## start Records shown
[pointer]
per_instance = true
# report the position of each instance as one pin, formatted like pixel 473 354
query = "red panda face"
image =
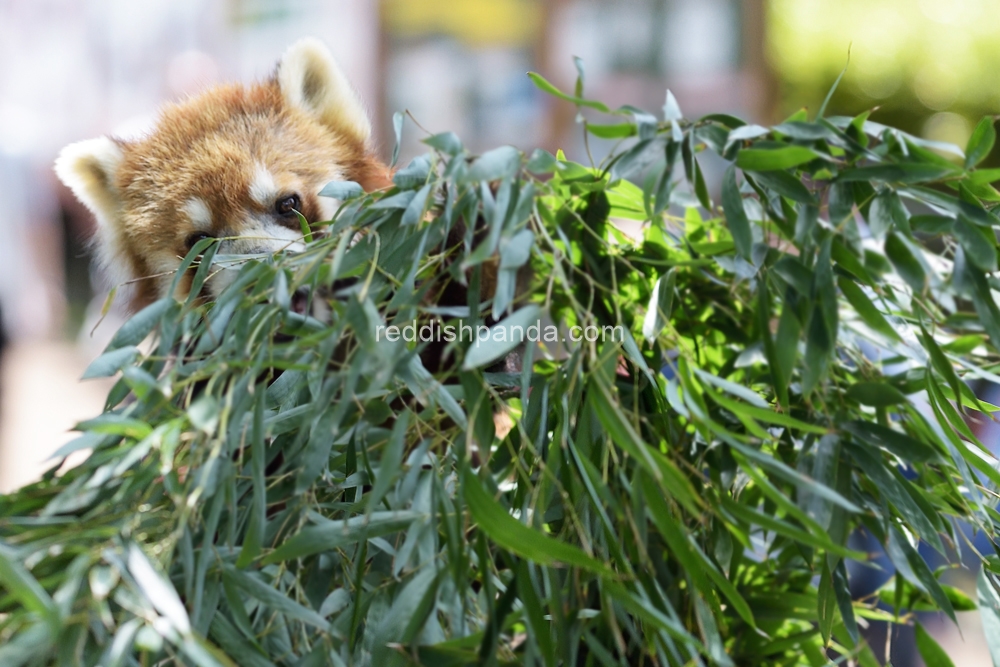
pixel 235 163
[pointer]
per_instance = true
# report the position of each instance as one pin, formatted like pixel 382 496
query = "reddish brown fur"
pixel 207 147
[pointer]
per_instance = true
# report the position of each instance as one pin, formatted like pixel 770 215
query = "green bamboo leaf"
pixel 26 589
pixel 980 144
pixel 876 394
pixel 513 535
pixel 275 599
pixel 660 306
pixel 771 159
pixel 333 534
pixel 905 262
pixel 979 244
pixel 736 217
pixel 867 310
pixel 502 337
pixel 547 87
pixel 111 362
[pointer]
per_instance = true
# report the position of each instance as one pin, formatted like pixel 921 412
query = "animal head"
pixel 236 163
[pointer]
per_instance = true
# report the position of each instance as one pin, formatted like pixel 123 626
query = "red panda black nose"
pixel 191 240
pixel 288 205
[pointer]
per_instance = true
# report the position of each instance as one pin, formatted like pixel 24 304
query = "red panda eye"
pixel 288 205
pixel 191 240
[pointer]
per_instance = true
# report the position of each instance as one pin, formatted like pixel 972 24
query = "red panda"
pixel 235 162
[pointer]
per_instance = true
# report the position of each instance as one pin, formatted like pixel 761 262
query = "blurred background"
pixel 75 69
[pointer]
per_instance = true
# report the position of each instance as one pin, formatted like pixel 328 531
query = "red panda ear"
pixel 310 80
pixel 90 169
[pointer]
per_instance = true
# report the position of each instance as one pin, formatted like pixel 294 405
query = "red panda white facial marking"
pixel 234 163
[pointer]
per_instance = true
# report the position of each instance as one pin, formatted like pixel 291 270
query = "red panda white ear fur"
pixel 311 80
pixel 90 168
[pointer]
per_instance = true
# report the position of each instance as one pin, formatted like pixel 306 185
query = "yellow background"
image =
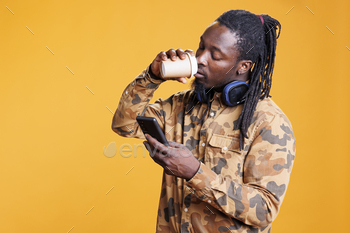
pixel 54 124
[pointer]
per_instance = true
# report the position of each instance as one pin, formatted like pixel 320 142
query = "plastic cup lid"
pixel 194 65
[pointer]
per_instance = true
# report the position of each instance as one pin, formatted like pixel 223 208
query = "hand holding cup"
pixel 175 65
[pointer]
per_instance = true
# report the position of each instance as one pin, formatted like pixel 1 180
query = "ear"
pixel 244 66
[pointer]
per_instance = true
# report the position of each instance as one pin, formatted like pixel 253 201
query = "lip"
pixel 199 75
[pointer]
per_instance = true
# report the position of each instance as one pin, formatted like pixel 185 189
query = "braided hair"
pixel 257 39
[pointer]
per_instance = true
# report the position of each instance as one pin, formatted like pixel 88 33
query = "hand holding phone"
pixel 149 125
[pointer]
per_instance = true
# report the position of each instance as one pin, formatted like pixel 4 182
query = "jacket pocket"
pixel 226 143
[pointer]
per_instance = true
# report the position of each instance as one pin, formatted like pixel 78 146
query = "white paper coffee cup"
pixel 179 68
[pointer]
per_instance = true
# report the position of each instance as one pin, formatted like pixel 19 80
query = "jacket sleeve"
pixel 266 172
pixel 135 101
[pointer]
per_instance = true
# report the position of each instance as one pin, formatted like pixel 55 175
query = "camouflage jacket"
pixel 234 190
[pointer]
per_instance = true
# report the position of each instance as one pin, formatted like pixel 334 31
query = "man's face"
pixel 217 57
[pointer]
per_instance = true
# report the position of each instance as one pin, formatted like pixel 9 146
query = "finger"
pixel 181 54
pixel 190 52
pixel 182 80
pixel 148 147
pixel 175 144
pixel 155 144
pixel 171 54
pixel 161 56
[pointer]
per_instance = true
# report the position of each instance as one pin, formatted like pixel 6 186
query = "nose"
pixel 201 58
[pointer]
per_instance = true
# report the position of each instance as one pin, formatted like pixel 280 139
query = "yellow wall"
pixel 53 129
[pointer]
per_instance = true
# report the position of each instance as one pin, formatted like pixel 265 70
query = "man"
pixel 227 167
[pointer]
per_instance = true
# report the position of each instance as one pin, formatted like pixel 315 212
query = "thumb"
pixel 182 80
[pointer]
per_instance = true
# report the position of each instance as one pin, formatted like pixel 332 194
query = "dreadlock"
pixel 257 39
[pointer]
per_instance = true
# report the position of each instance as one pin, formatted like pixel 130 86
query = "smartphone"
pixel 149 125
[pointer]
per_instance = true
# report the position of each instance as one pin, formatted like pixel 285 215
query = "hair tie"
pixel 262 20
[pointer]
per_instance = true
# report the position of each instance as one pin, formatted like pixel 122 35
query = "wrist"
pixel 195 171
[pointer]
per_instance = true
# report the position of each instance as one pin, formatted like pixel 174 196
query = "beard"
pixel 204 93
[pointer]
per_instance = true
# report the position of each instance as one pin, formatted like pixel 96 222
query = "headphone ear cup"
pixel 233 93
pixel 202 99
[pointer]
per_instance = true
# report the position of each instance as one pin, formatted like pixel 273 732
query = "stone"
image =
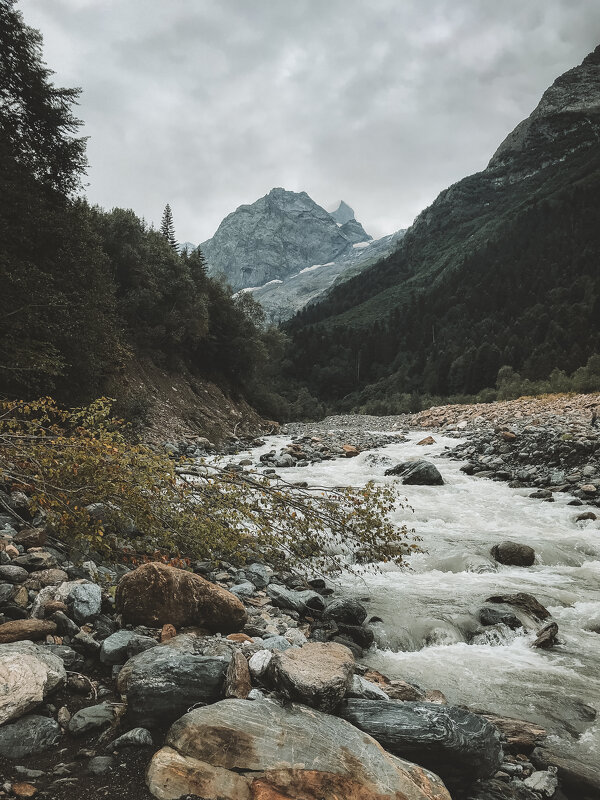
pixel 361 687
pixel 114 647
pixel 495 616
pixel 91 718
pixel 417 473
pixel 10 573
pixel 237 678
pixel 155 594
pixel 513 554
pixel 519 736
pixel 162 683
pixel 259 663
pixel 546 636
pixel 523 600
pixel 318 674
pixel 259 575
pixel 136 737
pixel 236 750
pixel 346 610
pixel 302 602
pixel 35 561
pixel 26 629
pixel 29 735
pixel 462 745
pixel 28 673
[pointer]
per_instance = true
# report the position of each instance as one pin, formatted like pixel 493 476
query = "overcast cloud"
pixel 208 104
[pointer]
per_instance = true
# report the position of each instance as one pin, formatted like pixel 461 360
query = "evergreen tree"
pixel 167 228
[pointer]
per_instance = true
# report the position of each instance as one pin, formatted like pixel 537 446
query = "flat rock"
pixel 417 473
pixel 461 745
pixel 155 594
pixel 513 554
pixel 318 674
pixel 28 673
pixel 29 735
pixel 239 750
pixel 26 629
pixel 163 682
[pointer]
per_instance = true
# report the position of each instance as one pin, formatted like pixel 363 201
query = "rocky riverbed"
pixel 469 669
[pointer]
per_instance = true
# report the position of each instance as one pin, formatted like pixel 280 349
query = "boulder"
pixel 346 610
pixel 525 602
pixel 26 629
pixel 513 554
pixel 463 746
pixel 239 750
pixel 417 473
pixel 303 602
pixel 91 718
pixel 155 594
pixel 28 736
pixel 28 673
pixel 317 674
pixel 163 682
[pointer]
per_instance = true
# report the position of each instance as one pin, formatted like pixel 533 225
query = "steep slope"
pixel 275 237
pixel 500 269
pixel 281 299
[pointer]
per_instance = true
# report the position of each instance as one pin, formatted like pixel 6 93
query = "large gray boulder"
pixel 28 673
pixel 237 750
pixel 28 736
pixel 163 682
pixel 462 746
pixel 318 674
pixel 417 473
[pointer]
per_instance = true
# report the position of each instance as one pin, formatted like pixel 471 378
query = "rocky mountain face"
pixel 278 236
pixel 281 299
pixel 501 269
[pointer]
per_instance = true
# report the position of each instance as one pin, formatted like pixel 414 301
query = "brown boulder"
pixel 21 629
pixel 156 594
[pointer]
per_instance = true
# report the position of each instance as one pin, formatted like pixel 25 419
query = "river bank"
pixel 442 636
## end Records shown
◆ **Stated problem**: List, copied in full, every line in the data above that contains the word "nose".

◆ **Complete response**:
query = "red panda black nose"
query = "nose"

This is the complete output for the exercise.